:: WHAT YOU WILL DO ::
Reproduce the data word for word, from its first line up to and including the line containing "[(114, 136)]", leaving out the pictures.

:: DATA FOR THIS EXERCISE ::

=-=-=

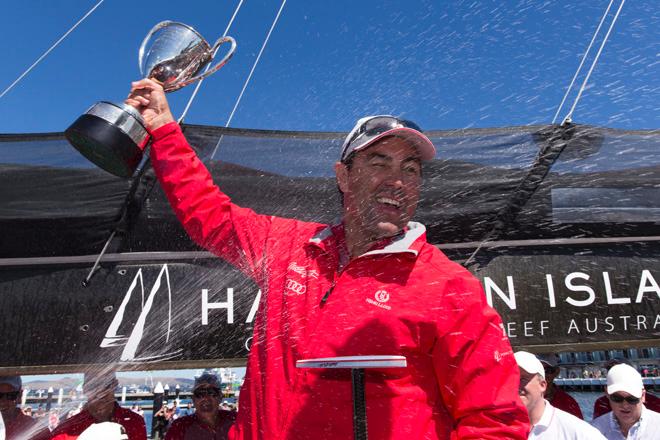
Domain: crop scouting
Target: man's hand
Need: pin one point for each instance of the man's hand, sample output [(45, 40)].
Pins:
[(148, 98)]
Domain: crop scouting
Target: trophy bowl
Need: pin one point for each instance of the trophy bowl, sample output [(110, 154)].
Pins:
[(114, 136)]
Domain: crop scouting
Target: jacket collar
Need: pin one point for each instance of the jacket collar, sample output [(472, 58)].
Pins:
[(409, 241)]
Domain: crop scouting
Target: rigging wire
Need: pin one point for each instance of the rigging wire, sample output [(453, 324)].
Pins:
[(45, 54), (208, 66), (584, 57), (247, 81), (593, 64), (489, 237)]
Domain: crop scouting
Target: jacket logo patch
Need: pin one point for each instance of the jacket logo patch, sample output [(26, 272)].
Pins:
[(302, 271), (293, 287), (296, 281), (381, 297)]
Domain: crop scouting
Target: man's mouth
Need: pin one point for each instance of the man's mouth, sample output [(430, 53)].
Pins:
[(389, 202)]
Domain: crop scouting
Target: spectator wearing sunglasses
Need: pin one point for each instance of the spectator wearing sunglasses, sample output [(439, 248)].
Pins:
[(209, 422), (17, 424), (602, 404), (553, 394), (629, 418), (369, 284), (548, 422)]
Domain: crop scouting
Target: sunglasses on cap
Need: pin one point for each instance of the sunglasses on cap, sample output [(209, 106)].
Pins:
[(204, 392), (618, 398), (372, 128), (11, 395)]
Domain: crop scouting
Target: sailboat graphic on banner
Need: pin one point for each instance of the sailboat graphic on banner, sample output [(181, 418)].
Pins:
[(141, 335)]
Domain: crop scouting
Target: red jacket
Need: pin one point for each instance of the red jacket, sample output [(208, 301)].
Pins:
[(71, 428), (401, 298)]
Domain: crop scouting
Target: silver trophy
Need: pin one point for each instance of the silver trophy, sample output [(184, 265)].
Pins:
[(113, 136)]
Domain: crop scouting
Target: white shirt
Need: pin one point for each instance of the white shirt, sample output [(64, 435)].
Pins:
[(646, 428), (556, 424)]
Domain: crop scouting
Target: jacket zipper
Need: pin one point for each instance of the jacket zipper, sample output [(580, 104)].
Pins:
[(327, 293)]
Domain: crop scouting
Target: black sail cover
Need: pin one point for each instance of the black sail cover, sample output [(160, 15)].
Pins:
[(561, 225)]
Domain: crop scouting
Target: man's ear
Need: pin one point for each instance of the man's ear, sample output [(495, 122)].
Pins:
[(341, 171)]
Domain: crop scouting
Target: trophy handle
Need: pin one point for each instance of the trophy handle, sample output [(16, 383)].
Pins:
[(222, 62)]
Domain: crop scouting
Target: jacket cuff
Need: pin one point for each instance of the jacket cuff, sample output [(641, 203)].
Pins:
[(165, 130)]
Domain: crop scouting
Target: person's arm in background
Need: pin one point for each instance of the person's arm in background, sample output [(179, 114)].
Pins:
[(236, 234), (475, 368)]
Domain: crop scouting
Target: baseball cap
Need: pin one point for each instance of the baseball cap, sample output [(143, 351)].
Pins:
[(550, 359), (370, 129), (529, 363), (105, 431), (207, 379), (624, 378), (14, 381)]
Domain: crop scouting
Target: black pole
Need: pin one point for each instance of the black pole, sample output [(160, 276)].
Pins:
[(158, 403), (49, 399), (359, 405)]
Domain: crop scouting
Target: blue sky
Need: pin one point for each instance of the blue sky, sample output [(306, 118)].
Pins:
[(445, 64)]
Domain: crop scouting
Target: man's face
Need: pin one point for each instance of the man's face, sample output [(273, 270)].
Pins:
[(8, 398), (531, 389), (206, 399), (626, 413), (381, 188)]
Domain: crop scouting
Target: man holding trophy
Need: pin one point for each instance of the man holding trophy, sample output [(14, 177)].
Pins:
[(369, 288), (372, 286)]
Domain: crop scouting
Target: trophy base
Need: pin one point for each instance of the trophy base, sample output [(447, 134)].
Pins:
[(106, 144)]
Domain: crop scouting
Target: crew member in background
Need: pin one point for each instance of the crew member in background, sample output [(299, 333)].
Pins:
[(99, 389), (629, 418), (17, 424), (553, 394), (602, 404), (209, 422), (548, 422)]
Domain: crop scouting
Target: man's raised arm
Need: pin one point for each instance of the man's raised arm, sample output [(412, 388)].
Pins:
[(236, 234)]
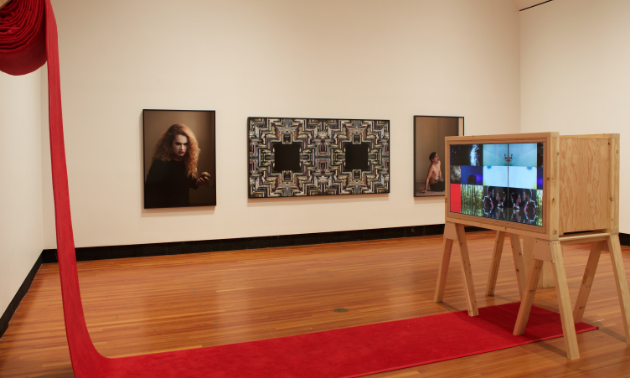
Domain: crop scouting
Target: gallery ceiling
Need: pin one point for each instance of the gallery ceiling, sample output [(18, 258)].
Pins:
[(522, 4)]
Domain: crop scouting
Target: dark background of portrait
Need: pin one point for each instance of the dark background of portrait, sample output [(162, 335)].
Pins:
[(201, 122), (429, 134)]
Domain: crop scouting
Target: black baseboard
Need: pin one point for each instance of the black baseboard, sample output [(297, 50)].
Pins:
[(8, 313), (624, 239), (178, 248)]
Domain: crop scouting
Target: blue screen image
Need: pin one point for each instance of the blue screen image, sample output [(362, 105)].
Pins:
[(523, 154), (494, 154), (523, 177), (472, 175), (495, 176)]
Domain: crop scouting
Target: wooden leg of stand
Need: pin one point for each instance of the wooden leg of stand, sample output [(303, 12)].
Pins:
[(469, 287), (587, 281), (528, 298), (446, 259), (622, 283), (528, 250), (519, 265), (494, 265), (564, 302)]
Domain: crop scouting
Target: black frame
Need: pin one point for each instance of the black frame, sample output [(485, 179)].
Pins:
[(214, 157), (414, 148), (315, 118)]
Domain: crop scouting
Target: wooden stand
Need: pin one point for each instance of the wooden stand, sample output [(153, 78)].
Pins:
[(552, 252), (581, 204)]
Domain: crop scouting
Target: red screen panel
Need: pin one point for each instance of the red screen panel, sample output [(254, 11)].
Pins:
[(456, 198)]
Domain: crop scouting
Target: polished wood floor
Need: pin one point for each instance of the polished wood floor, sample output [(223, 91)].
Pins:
[(151, 304)]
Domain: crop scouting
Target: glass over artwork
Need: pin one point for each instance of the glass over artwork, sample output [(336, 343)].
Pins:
[(498, 181)]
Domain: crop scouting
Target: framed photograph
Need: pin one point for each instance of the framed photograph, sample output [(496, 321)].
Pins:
[(429, 153), (291, 157), (179, 158)]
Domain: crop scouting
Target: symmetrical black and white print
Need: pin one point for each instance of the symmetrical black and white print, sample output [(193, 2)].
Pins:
[(291, 157)]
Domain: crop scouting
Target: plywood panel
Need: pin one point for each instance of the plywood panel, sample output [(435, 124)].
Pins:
[(584, 183)]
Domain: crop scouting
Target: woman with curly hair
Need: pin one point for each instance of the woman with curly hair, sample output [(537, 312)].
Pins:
[(174, 169)]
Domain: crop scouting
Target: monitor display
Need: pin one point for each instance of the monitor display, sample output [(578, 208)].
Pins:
[(498, 181)]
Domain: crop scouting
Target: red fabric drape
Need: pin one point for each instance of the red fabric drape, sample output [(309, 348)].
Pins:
[(28, 38)]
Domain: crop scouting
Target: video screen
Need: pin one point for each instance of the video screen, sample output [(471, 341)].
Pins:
[(498, 181)]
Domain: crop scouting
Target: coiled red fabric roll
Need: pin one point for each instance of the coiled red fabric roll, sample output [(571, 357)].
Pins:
[(28, 39), (22, 36)]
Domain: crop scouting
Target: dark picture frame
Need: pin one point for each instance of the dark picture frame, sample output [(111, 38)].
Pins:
[(429, 133), (168, 183), (295, 157)]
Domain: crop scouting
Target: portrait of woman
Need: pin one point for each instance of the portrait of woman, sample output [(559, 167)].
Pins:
[(173, 177)]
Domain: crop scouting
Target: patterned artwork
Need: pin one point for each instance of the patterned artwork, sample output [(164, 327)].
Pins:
[(291, 157)]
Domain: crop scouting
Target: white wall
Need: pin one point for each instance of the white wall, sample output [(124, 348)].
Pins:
[(575, 62), (21, 233), (329, 58)]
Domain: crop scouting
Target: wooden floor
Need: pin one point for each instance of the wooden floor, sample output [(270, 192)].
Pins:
[(151, 304)]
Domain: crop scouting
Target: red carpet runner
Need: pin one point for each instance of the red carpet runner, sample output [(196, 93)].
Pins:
[(28, 39)]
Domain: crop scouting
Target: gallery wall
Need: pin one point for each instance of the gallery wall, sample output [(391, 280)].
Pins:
[(326, 59), (21, 233), (574, 74)]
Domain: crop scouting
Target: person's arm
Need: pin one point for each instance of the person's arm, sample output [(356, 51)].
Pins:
[(202, 180), (153, 193)]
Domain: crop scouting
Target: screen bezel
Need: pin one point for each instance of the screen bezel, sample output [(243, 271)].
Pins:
[(473, 220)]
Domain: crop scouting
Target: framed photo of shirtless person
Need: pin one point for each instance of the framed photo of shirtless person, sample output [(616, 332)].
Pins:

=-=-=

:: FULL RESPONSE ::
Domain: crop scouting
Target: man's hand
Need: pin one point for each instance of the man's hand, sample output [(45, 40)].
Pins:
[(148, 98)]
Domain: crop scouting
Target: trophy bowl
Need: pin one point for each instance of the trophy bowl, sample output [(110, 154)].
Pins:
[(114, 136)]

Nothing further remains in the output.